* _Task prompt_: From the records below, set down exactly the lines starting with the line that contains "Would you be willing to put a dot on the dark" and going on through the line that contains "Would you be willing to put a dot on the lead". Nothing else is wanted.

* _Records to process_:
--

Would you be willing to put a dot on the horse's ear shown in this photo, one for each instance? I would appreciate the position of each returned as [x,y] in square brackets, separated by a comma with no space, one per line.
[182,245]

--

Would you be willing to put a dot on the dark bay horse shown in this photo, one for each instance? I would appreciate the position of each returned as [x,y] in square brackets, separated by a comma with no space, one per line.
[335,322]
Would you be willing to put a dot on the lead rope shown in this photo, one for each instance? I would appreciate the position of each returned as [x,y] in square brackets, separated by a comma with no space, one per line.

--

* _Solution_:
Would you be willing to put a dot on the dark bay horse shown in this photo, one for each instance? I would appreciate the position of each returned as [x,y] in square brackets, separated by a comma with no space, one per line.
[335,322]
Would you be willing to put a dot on the lead rope shown in this photo, one for each instance? I would appreciate the position of each returned as [x,y] in square brackets, separated by a comma with no space, one per line.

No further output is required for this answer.